## BRIEF:
Can you quote exactly the stretch of lines from the one with "Emit one marker per instance in this form: [(880, 552)]." through the final line of the material, both ends included?

[Object pointing dataset rows]

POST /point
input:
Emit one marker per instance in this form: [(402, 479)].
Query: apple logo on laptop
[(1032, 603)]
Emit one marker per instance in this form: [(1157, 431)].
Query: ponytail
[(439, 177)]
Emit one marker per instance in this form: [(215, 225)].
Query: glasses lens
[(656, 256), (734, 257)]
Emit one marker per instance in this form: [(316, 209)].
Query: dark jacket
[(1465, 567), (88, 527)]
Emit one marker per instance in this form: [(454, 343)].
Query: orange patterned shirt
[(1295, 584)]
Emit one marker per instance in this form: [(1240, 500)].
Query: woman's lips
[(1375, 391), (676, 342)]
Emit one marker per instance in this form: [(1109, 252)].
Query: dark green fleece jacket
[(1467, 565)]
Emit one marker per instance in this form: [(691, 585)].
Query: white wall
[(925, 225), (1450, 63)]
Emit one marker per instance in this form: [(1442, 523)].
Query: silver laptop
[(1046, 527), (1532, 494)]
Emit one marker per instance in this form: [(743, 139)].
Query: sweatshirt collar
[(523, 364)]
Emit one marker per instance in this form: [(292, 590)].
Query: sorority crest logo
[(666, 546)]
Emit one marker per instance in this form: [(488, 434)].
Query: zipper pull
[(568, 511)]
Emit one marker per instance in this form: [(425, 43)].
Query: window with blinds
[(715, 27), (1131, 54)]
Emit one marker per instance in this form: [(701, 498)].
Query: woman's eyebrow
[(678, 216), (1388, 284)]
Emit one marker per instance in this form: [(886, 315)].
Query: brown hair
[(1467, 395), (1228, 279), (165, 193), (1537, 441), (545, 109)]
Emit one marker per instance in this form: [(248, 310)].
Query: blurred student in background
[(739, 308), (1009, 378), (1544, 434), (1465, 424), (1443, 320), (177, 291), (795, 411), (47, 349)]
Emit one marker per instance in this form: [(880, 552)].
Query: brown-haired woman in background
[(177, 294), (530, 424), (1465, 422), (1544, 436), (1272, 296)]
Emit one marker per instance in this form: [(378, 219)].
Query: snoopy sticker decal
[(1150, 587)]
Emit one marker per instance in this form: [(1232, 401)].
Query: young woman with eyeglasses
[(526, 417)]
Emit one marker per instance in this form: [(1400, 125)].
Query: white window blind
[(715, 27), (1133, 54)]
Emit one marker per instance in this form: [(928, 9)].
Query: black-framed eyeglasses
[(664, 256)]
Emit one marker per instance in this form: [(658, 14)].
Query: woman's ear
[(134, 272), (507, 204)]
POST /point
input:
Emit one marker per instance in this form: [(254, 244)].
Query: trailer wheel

## SOLUTION TO THIS EXERCISE:
Emit one marker per instance in this form: [(880, 552)].
Query: brown-haired woman in background
[(177, 294), (530, 424), (1465, 422), (1544, 436), (1272, 296)]
Emit one marker per instance in this form: [(378, 219)].
Query: snoopy sticker decal
[(1150, 587)]
Emit one marker per instance in this form: [(1232, 401)].
Query: young woman with eyeglasses
[(526, 417)]
Emit one marker per instance in this form: [(1400, 125)].
Query: white window blind
[(715, 27), (1133, 54)]
Emit one marker per instance in this form: [(928, 9)].
Query: black-framed eyeglasses
[(664, 256)]
Emit one marker per instance in this form: [(658, 14)].
Query: woman's ear
[(134, 272), (507, 204)]
POST /point
input:
Emit one marker per instance in this form: [(254, 244)].
Query: trailer wheel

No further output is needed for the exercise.